[Bounding box annotation entries]
- - - - -
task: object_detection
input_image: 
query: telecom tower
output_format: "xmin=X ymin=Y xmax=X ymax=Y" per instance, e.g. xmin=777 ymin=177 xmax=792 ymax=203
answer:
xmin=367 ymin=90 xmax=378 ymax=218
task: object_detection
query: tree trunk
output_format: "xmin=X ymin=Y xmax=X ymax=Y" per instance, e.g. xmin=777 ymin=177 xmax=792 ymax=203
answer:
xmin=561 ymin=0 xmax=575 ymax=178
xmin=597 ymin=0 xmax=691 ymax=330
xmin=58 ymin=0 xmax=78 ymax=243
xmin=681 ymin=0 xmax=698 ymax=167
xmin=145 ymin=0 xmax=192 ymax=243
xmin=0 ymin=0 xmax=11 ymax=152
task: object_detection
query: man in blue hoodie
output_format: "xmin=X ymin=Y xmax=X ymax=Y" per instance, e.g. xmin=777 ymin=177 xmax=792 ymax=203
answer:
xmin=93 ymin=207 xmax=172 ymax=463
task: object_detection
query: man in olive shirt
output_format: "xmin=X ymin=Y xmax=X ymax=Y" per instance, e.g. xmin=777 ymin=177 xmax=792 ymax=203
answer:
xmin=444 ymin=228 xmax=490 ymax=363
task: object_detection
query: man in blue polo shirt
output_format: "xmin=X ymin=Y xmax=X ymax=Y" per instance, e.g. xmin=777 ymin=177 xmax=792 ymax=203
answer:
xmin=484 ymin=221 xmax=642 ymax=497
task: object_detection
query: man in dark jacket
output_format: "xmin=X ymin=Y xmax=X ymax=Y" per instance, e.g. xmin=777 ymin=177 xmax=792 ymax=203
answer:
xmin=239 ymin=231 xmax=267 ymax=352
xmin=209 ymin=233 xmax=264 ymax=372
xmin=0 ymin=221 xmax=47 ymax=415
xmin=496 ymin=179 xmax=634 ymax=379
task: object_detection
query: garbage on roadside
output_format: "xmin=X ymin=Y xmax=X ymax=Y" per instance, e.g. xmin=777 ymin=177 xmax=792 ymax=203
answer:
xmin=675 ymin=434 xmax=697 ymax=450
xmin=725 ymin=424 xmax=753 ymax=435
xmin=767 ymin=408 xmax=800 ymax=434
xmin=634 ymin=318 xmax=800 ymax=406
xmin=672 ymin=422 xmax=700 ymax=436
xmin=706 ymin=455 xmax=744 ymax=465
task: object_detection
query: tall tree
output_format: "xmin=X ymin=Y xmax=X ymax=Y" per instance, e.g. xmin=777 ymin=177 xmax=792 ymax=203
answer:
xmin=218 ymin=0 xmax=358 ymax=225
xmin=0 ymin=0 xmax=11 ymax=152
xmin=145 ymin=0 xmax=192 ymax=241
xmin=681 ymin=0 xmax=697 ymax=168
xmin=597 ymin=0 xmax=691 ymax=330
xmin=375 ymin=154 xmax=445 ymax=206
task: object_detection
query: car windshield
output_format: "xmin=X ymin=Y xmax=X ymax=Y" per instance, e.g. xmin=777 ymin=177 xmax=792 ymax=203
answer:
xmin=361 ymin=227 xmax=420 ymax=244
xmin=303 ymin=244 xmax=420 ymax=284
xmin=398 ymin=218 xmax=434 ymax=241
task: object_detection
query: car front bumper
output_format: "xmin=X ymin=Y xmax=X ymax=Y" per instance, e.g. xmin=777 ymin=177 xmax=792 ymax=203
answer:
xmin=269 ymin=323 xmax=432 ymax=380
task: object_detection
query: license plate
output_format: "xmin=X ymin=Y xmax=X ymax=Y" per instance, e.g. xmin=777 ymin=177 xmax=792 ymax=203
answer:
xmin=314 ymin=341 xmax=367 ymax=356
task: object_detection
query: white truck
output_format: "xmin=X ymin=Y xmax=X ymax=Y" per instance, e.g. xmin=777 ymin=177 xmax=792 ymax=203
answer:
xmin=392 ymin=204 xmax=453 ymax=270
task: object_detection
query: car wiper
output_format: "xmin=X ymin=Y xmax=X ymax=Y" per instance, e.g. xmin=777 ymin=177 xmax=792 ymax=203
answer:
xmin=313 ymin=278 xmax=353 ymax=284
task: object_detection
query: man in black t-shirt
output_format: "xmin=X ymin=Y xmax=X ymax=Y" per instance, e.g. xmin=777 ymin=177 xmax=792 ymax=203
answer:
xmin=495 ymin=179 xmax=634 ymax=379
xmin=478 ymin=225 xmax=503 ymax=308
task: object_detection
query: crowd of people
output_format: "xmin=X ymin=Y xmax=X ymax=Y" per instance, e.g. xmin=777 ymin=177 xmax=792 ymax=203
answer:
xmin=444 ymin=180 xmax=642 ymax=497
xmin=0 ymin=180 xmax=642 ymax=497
- - - - -
The task: Write out the data again from its first line through the line containing "xmin=444 ymin=228 xmax=490 ymax=363", both ends included and requests kept, and increase every box coordinate in the answers by 39.

Solution:
task: object_detection
input_image: 
query: telecom tower
output_format: "xmin=X ymin=Y xmax=X ymax=Y" per instance, e.g. xmin=777 ymin=177 xmax=792 ymax=203
answer:
xmin=406 ymin=129 xmax=417 ymax=257
task: object_detection
query: tree trunk
output_format: "xmin=X ymin=Y xmax=X ymax=Y" per instance, e.g. xmin=777 ymin=177 xmax=792 ymax=203
answer:
xmin=600 ymin=39 xmax=614 ymax=217
xmin=636 ymin=39 xmax=730 ymax=369
xmin=97 ymin=39 xmax=117 ymax=282
xmin=720 ymin=39 xmax=737 ymax=206
xmin=184 ymin=39 xmax=231 ymax=282
xmin=39 ymin=39 xmax=50 ymax=191
task: object_detection
query: man in blue hoodie
output_format: "xmin=X ymin=Y xmax=X ymax=Y" per instance, e.g. xmin=777 ymin=177 xmax=792 ymax=203
answer:
xmin=132 ymin=246 xmax=211 ymax=502
task: object_detection
query: man in olive shirt
output_format: "xmin=X ymin=Y xmax=X ymax=Y" per instance, e.g. xmin=777 ymin=177 xmax=792 ymax=203
answer:
xmin=483 ymin=267 xmax=529 ymax=402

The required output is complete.